» DOCUMENT PASSAGE:
________________________________________
A Million Miles Away

Princeton is a physics town. The University’s faculty and former students have won the Nobel Prize in physics more than two dozen times, and the nearby Institute for Advanced Study has seen many Einstein-level geniuses, including the man himself. In Princeton, the terms “black hole,” “wormhole,” and “quantum foam” were coined, all by University professor John Archibald Wheeler.

That’s some heavy-duty theoretical physics. But it’s not the kind of physics that David McComas does.

“As an experimental physicist, I go and measure things,” he says.

McComas, a professor in Princeton’s Department of Astrophysical Sciences, is leading a NASA mission to measure a really big thing — the heliosphere. It’s the bubble of particles and magnetic fields generated by the sun. The heliosphere extends far beyond the orbits of the planets and largely shields our solar system from high-energy particles known as galactic cosmic rays. No one knows precisely how big the heliosphere is, its shape, or how it interacts with the local interstellar medium.

McComas is the principal investigator — he compares it to being the CEO — of NASA’s Interstellar Mapping and Acceleration Probe (IMAP). It’s a big NASA mission, costing upward of $780 million. As of early October, IMAP was speeding toward a gravitationally stable solar orbit roughly a million miles from us. That’s far enough to get away from Earth’s magnetic field but close enough to be a sentinel, on alert for solar storms that can cause trouble for our satellites and power grid. IMAP launched Sept. 24 on a SpaceX Falcon 9 rocket, soaring into the early morning sky from the Kennedy Space Center on Cape Canaveral.
________________________________________
» EXCERPTED DATA:

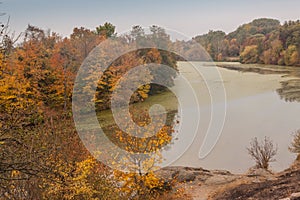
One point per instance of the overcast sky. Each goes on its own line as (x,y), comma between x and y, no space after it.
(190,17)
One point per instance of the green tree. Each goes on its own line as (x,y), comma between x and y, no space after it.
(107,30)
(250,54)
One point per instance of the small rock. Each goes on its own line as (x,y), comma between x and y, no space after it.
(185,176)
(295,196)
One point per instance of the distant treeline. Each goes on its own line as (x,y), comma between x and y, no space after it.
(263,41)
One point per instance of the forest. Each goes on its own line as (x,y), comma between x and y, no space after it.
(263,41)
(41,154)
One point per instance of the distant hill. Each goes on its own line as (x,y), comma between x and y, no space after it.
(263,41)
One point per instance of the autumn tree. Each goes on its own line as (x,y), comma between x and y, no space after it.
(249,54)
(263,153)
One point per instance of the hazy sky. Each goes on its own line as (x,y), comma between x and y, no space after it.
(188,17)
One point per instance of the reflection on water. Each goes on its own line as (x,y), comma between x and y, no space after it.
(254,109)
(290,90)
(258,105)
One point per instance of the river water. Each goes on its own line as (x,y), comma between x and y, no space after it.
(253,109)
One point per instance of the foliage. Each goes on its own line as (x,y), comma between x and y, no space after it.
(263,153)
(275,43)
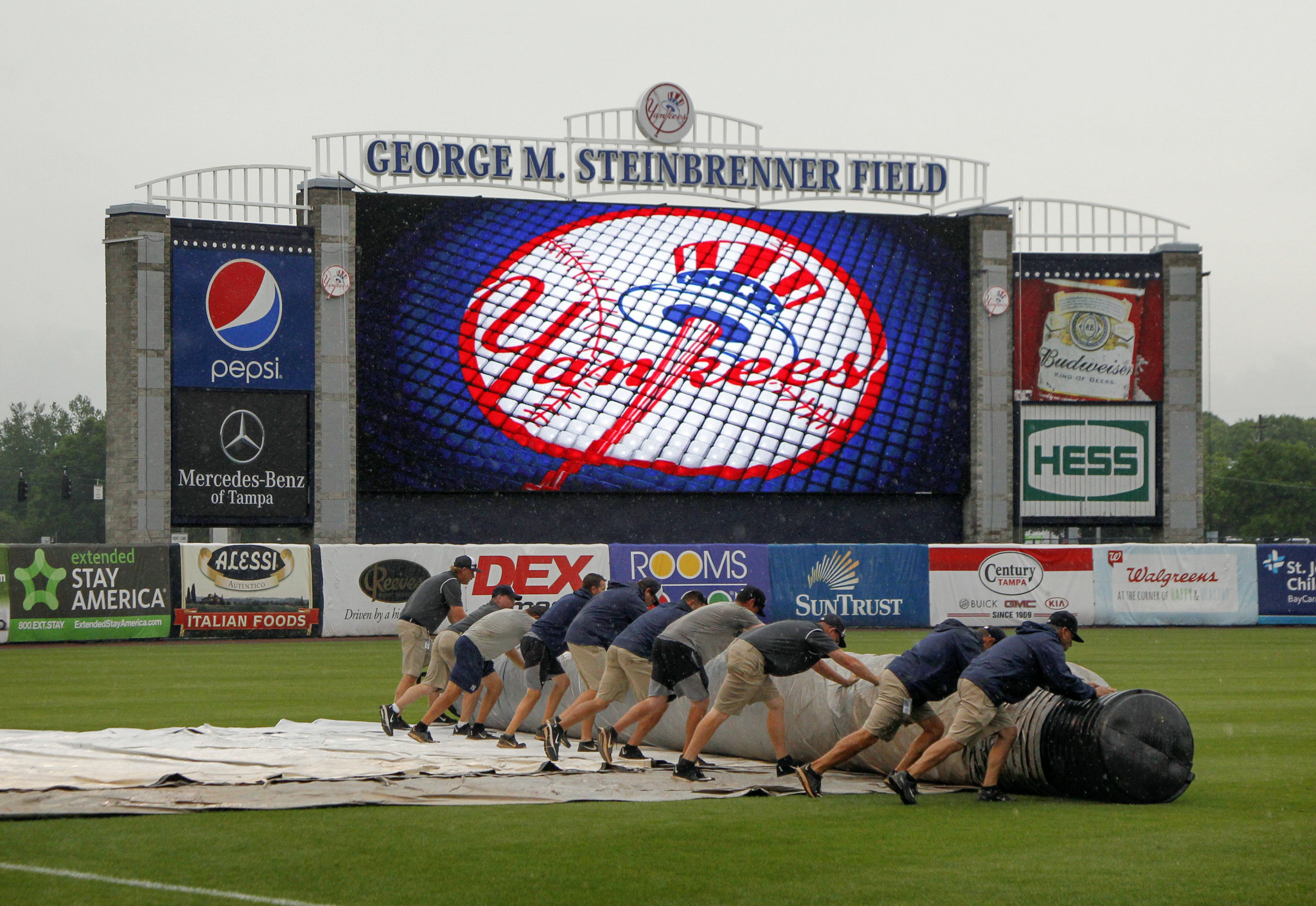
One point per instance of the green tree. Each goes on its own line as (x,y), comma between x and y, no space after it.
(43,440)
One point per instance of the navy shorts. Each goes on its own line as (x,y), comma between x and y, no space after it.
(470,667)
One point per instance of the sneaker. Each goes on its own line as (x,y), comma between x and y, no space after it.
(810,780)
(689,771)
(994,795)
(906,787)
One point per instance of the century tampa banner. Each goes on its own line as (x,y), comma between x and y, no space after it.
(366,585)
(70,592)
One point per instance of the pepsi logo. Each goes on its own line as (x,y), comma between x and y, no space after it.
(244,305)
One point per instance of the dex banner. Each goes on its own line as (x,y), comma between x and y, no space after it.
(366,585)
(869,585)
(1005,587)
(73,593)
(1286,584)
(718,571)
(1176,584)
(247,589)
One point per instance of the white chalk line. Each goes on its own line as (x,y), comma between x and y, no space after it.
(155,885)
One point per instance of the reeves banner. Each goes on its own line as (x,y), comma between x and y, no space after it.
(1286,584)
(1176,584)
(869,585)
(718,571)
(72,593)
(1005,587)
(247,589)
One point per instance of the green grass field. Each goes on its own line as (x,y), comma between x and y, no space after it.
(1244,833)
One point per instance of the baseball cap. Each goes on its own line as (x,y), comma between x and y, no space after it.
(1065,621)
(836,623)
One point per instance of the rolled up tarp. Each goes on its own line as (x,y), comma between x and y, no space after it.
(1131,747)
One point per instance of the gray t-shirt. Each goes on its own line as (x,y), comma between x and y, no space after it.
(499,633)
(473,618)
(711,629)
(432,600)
________________________________________
» EXERCISE REQUIREMENTS:
Copy the stretch of the IMAP mission passage from "That’s some heavy-duty" through "local interstellar medium." word for word.

» THE REPLY:
That’s some heavy-duty theoretical physics. But it’s not the kind of physics that David McComas does.

“As an experimental physicist, I go and measure things,” he says.

McComas, a professor in Princeton’s Department of Astrophysical Sciences, is leading a NASA mission to measure a really big thing — the heliosphere. It’s the bubble of particles and magnetic fields generated by the sun. The heliosphere extends far beyond the orbits of the planets and largely shields our solar system from high-energy particles known as galactic cosmic rays. No one knows precisely how big the heliosphere is, its shape, or how it interacts with the local interstellar medium.